## EXERCISE TASKS
(a) Answer these questions using the excerpt on data mining and risk management in construction.
(i) Who, according to the excerpt, face continually new and changing challenges?
(ii) How does the excerpt describe the amount of data available in the field of construction?
(iii) What kind of project does the paper use to explain how data mining can increase the chances of success?
(b) Translate into Spanish the following sentence from the excerpt on data mining and risk management in construction: "In the particular field of construction, the amount of data available, structured or unstructured, is immense and rarely properly analyzed, utilized or archived to make sound management decisions and manage risks."

## SELECTED EXCERPT
______________________________

To achieve the objective of a given project, risk analysis can provide the foundations for building the confidence of accomplishing them. A more comprehensive approach is needed and thinks not only about the weak links of primary nature, which occur in its respective processes, but also about a consequent risk which is the effect of mutual relations of those processes, that will develop more dynamically. One must also remember to factor in risk management the treats that/can occur in the future. Project Directors and Project Managers face continually new and changing challenges that contribute to changes in project management[7].
Fig.01: Typical combination of data mining and risk management[8]
In the particular field of construction, the amount of data available, structured or unstructured, is immense and rarely properly analyzed, utilized or archived to make sound management decisions and manage risks. Data mining technology can be used to manage risks in a new and more efficient way, while technology allows us to maintain an ever-increasing amount of data, with an increase of 40% year on year while form from 2011 to 2016 it increased nine-fold [9]. We will focus in this paper to explain how, through data mining, we can increase the chances of success in a construction project, with a real retail construction project. We will apply data mining to find useful relationships between risk factors, remedial measures and results, to assess the risk combination, and to help the decision-makers to find effective means to avoid the loss of construction risk.

______________________________

## DATA EXTRACT

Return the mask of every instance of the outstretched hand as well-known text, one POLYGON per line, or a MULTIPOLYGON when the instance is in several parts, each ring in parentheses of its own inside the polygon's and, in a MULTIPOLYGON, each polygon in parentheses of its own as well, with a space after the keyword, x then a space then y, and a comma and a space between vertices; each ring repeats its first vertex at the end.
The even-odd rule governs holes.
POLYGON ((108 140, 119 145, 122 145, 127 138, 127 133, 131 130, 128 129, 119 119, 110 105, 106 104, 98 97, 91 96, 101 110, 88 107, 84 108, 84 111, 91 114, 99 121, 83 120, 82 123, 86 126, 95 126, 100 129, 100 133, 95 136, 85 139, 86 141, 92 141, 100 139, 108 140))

______________________________

## FULL SOLUTIONS
(a)
(i) Project Directors and Project Managers.
(ii) It is immense, and it is rarely properly analyzed, utilized or archived to make sound management decisions and manage risks.
(iii) A real retail construction project.

(b) En el ámbito particular de la construcción, la cantidad de datos disponibles, estructurados o no estructurados, es inmensa y rara vez se analiza, utiliza o archiva adecuadamente para tomar decisiones de gestión acertadas y gestionar los riesgos.